__Problem description__
Please reproduce the lines of the material from the one containing "TARGET = dead branch on ground" through the last line of the material, inclusive.

__Collection entries__
━━━━━━
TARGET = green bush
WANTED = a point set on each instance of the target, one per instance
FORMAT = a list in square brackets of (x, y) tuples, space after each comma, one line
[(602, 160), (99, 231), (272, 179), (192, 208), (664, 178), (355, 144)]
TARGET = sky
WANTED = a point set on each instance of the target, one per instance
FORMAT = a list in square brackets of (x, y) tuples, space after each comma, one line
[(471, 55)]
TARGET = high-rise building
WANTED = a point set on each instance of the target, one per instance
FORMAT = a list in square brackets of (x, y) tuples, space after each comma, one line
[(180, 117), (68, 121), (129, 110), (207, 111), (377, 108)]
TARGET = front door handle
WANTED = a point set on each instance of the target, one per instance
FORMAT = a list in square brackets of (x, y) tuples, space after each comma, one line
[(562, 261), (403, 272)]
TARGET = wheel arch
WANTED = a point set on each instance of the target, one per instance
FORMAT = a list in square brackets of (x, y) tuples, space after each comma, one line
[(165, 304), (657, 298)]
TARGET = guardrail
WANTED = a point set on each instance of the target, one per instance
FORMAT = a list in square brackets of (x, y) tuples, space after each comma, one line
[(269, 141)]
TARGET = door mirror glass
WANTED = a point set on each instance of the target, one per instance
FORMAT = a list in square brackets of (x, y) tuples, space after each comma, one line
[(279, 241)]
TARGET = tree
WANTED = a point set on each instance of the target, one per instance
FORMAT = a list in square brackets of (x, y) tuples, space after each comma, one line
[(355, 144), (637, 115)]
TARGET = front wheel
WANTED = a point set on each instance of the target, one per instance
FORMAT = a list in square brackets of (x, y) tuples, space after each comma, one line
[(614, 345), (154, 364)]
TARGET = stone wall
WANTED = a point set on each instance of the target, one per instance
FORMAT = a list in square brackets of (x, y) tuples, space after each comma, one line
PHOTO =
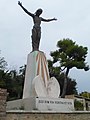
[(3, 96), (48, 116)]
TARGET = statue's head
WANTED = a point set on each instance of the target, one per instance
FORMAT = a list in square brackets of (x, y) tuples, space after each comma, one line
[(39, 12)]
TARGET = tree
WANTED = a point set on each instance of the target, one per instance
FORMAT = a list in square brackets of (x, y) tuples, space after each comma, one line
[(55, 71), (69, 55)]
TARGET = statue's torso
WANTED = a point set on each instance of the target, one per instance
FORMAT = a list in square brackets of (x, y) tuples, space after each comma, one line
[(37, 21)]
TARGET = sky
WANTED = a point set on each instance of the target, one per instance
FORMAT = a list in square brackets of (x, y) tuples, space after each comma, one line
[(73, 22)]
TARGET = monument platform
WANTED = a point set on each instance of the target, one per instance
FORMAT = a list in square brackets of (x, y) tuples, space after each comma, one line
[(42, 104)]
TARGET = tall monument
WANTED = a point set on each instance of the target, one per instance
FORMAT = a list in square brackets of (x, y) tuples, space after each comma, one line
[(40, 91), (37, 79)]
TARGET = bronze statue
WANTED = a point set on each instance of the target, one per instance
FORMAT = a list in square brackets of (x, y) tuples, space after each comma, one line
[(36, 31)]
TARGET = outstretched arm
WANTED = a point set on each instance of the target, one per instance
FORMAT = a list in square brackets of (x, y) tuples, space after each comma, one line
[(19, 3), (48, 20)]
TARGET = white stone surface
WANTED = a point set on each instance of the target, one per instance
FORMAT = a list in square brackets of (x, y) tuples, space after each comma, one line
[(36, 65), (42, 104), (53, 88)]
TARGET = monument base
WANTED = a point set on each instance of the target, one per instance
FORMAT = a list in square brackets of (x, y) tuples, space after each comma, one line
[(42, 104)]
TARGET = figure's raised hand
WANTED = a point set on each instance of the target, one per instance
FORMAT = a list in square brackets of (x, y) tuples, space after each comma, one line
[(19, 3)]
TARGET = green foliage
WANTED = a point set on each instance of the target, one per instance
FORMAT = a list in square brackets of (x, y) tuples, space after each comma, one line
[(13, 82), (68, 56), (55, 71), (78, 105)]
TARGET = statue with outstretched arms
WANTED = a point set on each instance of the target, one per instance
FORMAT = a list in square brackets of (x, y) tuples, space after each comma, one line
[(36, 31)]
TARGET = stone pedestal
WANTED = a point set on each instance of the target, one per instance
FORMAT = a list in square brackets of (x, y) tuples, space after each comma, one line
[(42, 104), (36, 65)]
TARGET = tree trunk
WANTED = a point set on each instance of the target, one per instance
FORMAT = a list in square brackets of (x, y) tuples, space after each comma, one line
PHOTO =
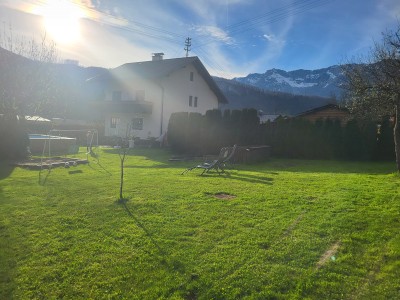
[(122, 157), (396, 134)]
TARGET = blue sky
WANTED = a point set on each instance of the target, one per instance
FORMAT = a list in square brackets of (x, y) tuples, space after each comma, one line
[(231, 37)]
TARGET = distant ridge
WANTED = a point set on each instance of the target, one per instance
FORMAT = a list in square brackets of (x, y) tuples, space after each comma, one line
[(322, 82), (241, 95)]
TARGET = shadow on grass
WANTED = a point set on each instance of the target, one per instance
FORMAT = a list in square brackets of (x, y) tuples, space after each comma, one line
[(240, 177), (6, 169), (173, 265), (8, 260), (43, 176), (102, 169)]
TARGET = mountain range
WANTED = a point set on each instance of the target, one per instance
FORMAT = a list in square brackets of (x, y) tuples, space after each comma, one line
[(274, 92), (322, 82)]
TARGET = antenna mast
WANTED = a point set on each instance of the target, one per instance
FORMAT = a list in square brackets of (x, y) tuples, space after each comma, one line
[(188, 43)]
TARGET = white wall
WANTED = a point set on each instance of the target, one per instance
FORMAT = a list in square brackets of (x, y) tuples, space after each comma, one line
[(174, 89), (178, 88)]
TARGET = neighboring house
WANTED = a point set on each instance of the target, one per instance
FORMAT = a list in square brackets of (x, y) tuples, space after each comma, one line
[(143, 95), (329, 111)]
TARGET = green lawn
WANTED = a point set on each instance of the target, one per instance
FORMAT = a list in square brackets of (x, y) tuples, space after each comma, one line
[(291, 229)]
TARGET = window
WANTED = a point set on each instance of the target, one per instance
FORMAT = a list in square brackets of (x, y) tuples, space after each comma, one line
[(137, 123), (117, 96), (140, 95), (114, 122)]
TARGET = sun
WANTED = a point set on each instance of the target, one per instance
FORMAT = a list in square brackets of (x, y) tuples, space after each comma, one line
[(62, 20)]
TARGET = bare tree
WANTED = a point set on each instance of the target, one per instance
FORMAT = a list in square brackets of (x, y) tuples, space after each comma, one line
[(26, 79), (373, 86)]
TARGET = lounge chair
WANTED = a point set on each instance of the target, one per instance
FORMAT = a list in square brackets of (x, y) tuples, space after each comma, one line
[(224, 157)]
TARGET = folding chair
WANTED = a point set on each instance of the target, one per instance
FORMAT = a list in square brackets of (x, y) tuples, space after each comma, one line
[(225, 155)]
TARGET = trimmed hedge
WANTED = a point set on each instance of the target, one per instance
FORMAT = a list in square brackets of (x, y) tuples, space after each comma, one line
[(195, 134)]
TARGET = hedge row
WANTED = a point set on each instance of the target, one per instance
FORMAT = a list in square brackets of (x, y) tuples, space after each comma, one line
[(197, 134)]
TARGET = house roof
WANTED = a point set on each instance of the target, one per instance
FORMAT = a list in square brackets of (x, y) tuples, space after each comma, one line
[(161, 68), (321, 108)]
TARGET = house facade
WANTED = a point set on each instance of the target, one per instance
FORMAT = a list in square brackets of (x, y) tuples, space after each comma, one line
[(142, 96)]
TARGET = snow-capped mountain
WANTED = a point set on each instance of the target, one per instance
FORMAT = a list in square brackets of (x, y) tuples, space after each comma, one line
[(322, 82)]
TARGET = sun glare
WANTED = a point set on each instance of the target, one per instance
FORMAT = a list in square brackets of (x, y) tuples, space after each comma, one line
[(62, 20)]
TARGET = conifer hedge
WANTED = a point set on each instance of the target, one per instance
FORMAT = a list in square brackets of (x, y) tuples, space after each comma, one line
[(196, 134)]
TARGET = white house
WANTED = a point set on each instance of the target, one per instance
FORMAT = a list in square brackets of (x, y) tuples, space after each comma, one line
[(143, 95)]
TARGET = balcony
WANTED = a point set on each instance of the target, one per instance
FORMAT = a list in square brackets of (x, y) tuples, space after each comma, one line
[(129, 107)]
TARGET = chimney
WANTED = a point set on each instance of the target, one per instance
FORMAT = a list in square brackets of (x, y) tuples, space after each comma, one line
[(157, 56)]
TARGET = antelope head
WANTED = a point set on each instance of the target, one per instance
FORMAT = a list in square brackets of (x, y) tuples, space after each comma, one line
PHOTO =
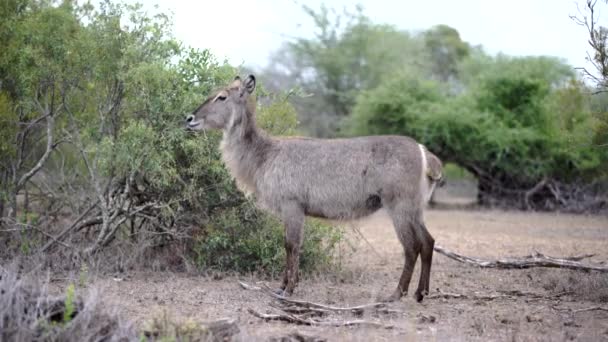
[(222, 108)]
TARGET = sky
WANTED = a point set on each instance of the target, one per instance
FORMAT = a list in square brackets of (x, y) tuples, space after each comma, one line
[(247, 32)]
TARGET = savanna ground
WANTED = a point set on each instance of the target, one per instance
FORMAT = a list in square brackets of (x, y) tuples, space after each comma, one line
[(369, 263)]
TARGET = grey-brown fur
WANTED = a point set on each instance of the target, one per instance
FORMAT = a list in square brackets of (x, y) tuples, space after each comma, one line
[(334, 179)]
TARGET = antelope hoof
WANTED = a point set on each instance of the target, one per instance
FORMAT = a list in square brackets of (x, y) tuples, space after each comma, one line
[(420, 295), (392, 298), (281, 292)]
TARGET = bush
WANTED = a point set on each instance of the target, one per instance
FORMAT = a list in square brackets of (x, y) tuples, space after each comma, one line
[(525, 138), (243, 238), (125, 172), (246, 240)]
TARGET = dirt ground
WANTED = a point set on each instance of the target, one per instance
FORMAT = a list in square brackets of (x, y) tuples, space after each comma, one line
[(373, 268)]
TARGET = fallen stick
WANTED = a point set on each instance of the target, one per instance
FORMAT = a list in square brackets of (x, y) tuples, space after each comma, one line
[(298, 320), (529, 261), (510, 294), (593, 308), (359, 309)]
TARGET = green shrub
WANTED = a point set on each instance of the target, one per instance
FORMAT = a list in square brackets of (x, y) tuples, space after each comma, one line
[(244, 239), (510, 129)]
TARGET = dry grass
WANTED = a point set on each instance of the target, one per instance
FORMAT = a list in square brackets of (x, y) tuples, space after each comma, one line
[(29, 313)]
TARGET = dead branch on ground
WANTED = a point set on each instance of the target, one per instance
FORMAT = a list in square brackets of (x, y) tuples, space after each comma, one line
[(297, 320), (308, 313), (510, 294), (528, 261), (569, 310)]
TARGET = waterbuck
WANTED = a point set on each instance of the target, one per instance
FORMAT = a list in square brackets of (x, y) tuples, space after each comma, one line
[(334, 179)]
━━━━━━
__Full answer__
TARGET = dead branch on ground
WANTED = a point set on each instance of the target, one per instance
FORMAT = a list in square brackets of (x, y) tuples, space after each comma, one line
[(297, 320), (308, 313), (510, 294), (528, 261), (569, 310)]
TARGET = waterbuck
WANTED = a point set on each instance of the target, one per instance
FORMAT = a list in square brackets of (x, y) tuples, space after each comma, one line
[(334, 179)]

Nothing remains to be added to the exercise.